### EXERCISE AIM
Gather every line of the records that includes the word "deck" and list those lines.

(Items for identifying locations)
☆ ☆ ☆ ☆ ☆ ☆ ☆

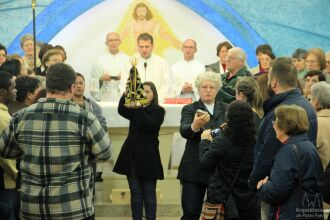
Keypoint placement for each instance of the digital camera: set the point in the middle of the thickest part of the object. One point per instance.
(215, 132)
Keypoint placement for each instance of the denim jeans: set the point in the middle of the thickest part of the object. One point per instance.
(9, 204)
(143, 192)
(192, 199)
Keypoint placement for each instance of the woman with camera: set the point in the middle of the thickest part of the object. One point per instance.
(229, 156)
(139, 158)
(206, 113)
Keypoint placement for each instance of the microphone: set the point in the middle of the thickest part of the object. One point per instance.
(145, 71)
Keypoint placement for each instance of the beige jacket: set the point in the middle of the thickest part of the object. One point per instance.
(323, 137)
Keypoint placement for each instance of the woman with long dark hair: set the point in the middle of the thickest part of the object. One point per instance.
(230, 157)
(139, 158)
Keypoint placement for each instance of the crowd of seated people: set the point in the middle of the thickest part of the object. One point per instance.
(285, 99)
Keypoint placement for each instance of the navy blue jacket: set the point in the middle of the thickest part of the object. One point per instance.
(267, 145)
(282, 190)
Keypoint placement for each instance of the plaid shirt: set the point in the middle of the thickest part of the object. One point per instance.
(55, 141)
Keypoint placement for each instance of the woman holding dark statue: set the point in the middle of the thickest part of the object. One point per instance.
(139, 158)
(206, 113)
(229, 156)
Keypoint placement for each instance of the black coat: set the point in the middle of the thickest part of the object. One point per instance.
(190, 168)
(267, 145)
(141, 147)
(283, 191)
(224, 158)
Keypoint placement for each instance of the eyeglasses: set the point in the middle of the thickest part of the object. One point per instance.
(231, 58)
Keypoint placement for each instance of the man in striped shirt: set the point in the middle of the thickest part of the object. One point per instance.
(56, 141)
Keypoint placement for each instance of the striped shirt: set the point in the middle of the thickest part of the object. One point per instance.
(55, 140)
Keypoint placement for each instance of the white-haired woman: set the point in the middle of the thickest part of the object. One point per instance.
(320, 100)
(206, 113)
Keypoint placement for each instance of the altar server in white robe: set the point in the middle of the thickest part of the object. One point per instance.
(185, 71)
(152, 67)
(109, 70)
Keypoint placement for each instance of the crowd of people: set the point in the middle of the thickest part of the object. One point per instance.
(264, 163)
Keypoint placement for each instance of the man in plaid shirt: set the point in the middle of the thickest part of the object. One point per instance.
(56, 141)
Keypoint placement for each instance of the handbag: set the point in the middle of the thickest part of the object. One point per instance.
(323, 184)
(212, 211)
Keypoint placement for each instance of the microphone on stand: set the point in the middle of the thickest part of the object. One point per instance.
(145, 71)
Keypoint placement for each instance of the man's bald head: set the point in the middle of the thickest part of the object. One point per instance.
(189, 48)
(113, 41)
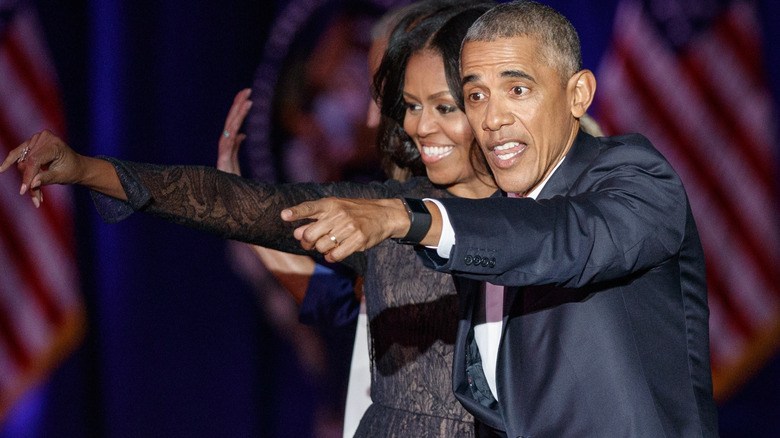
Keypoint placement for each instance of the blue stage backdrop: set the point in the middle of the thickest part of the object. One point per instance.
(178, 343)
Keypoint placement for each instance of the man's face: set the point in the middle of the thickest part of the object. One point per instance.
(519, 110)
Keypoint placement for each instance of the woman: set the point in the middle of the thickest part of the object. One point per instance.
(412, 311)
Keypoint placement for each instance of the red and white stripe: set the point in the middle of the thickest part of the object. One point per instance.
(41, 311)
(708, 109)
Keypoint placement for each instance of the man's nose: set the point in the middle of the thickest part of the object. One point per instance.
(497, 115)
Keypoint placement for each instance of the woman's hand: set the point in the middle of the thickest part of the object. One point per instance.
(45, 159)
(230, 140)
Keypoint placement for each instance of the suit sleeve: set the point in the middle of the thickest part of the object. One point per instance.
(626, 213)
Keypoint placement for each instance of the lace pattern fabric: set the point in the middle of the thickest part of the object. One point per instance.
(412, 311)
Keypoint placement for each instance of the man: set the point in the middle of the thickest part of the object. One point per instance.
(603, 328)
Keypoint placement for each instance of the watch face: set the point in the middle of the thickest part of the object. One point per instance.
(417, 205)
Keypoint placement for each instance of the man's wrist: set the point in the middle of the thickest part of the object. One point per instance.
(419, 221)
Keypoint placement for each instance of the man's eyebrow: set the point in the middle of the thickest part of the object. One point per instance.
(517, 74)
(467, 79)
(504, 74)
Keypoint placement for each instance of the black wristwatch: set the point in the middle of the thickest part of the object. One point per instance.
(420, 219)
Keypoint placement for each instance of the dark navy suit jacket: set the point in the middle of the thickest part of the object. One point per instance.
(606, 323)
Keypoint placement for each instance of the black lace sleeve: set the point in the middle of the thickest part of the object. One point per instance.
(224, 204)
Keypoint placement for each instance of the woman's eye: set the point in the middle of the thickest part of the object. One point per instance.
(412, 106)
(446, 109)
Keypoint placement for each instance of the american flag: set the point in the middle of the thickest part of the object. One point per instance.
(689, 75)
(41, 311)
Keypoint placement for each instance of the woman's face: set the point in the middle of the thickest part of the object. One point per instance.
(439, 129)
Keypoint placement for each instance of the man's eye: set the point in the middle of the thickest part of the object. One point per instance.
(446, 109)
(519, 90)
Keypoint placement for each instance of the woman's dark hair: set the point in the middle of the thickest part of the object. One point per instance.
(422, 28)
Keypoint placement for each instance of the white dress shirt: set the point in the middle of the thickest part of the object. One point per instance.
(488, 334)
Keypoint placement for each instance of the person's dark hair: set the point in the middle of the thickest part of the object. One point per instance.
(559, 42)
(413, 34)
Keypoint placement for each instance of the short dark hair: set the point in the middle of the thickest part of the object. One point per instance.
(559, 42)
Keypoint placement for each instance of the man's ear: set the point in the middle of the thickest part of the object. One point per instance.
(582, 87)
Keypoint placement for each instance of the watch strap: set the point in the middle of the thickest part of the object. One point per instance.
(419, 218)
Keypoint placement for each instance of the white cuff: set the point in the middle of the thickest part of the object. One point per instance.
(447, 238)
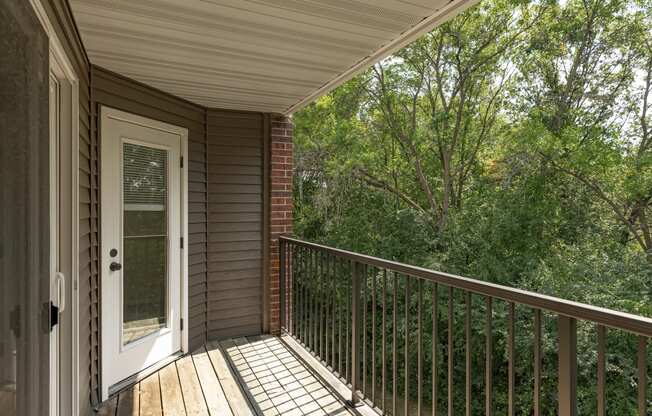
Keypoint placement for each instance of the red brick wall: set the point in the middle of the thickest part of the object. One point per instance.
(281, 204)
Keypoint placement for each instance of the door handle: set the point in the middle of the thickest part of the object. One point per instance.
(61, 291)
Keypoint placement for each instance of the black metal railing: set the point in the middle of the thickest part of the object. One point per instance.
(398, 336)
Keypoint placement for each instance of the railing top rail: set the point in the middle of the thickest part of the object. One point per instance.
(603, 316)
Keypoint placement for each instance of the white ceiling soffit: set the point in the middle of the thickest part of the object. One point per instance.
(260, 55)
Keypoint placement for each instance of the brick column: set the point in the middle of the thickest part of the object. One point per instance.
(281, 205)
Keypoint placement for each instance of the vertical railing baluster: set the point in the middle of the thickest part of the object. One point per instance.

☆ ☆ ☆ ☆ ☆ ☆ ☆

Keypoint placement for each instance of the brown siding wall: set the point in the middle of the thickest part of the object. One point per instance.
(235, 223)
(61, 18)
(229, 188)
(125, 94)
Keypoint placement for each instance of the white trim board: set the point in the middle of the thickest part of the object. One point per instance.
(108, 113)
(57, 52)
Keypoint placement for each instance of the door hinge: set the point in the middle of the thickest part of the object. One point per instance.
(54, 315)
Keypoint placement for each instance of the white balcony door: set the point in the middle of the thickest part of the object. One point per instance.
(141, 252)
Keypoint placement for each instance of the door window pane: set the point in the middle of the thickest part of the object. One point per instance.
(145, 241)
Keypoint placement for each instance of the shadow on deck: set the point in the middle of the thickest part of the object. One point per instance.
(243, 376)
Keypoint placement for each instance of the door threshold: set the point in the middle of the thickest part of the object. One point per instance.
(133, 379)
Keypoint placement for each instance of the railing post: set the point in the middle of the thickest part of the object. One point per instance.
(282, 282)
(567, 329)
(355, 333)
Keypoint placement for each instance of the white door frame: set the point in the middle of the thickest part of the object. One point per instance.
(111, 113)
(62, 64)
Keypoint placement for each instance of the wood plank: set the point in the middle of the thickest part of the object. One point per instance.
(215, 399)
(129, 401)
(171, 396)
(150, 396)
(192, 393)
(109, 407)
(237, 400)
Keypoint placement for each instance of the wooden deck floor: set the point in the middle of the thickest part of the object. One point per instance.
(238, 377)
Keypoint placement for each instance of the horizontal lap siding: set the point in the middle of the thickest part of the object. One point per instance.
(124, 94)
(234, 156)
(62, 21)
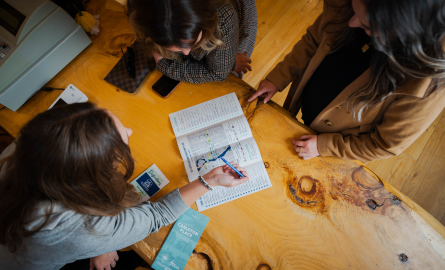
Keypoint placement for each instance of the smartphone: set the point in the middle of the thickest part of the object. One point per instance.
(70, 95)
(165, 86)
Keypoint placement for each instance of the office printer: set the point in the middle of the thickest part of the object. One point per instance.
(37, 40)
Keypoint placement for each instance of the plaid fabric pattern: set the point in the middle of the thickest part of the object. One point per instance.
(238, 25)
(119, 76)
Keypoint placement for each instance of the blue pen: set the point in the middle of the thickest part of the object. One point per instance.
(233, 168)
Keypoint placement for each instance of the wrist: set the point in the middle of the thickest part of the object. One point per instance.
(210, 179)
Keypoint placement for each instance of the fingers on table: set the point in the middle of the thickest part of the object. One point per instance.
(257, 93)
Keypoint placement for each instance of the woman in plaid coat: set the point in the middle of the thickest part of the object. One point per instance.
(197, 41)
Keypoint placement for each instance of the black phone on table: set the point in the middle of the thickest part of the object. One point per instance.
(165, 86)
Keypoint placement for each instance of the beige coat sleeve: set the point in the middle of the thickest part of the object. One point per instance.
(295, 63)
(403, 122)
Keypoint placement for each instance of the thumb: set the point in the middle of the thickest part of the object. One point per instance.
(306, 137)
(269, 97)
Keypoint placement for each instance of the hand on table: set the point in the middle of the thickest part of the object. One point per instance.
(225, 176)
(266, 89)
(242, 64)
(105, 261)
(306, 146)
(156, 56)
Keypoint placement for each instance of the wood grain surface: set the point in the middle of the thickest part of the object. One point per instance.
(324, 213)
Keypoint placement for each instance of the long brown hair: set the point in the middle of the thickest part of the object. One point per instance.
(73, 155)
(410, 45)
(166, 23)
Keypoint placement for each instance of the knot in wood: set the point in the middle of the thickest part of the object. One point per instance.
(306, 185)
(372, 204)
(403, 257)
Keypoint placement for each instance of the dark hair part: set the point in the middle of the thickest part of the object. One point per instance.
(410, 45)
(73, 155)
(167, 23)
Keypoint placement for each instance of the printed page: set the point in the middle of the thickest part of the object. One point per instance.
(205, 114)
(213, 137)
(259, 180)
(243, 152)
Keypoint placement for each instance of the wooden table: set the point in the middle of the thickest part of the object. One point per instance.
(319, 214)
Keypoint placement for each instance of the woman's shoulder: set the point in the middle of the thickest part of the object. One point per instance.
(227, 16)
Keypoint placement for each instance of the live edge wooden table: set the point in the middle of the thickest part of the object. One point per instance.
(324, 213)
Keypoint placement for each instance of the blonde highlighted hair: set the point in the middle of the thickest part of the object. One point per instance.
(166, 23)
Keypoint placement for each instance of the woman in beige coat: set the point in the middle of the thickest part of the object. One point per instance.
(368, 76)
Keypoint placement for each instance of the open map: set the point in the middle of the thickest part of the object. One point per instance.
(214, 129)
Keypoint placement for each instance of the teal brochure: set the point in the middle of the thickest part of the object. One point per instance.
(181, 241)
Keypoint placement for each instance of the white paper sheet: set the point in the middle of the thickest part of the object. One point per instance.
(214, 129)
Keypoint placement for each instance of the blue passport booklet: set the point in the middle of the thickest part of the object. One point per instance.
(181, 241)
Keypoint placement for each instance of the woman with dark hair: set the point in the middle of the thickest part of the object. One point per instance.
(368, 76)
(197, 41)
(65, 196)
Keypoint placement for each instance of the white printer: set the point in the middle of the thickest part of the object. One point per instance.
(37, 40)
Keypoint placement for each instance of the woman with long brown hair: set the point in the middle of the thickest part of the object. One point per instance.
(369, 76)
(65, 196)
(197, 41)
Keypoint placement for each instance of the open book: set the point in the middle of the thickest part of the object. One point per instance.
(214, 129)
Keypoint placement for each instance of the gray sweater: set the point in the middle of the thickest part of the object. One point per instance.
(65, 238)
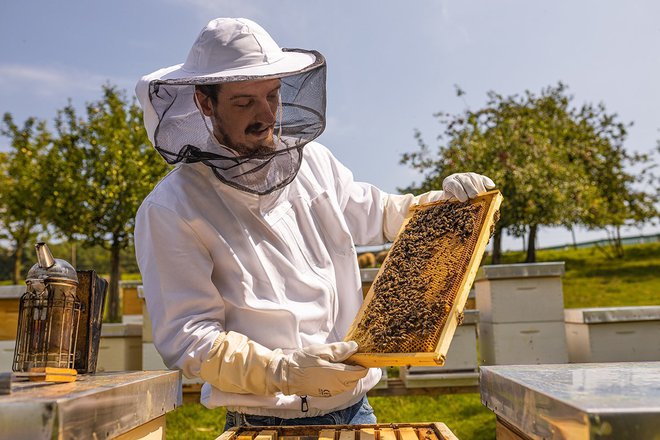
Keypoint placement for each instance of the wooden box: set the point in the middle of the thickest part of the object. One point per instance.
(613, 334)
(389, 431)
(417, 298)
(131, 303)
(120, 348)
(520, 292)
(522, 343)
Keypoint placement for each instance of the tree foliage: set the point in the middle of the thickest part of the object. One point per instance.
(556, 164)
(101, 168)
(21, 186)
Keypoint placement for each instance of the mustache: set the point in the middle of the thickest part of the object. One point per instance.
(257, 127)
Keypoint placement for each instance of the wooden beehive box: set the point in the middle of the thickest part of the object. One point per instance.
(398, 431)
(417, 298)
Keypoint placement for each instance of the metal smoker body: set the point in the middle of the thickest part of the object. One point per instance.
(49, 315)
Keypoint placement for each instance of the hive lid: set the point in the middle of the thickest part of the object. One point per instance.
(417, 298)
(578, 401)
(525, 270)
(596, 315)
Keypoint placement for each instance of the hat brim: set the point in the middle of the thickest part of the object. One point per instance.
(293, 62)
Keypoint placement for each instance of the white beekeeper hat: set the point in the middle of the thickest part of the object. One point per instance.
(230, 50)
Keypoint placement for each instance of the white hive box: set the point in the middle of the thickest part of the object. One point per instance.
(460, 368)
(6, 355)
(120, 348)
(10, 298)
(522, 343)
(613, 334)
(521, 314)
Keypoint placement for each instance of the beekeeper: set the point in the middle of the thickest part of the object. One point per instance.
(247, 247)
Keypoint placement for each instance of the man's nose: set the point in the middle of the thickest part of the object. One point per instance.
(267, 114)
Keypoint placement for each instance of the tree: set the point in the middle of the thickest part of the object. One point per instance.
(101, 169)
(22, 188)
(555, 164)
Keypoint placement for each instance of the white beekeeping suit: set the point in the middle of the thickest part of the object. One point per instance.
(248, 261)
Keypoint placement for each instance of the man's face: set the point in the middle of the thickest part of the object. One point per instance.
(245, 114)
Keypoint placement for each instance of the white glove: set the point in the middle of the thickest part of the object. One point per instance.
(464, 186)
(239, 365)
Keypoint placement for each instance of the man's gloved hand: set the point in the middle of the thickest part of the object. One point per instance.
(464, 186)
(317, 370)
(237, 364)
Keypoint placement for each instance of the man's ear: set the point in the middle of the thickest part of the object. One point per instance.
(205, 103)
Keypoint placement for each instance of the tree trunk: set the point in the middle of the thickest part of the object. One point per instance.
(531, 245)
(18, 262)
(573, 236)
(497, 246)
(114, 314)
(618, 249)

☆ ☆ ☆ ☆ ☆ ☆ ☆

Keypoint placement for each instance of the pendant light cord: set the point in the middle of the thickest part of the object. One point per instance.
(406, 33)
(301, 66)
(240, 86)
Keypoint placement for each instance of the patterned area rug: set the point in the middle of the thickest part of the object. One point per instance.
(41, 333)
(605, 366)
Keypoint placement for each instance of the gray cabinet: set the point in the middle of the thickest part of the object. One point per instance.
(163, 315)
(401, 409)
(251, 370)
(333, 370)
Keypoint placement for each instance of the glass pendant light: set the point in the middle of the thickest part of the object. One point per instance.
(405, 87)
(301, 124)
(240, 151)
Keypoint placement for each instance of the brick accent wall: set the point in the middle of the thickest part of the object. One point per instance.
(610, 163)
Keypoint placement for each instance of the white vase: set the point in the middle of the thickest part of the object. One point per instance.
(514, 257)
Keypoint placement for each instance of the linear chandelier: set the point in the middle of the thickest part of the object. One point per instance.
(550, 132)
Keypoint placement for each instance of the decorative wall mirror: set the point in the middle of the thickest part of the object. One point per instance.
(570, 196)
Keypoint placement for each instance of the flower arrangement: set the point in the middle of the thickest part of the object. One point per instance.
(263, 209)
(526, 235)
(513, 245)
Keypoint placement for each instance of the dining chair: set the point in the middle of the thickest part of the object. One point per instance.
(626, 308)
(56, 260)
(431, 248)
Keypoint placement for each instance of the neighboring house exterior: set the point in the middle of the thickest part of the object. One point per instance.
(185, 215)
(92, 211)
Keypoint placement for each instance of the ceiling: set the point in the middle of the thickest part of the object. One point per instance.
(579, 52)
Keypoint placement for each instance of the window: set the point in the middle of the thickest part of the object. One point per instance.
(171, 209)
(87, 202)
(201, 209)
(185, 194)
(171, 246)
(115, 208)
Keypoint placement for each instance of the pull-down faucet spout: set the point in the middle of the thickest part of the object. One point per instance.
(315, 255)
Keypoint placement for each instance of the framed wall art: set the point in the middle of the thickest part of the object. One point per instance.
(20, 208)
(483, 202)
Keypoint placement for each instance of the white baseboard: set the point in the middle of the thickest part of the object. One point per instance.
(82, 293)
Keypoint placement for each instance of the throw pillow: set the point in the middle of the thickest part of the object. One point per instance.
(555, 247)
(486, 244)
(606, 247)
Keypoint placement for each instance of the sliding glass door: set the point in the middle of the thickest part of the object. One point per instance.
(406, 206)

☆ ☆ ☆ ☆ ☆ ☆ ☆

### TASK RESPONSE
Keypoint placement for each instance of the shadow on deck: set the point in the middle of the thickest part of the object. One point per instance.
Keypoint placement for each instance of the wooden deck floor: set the point in the middle of the thickest part of the object. One point per instance.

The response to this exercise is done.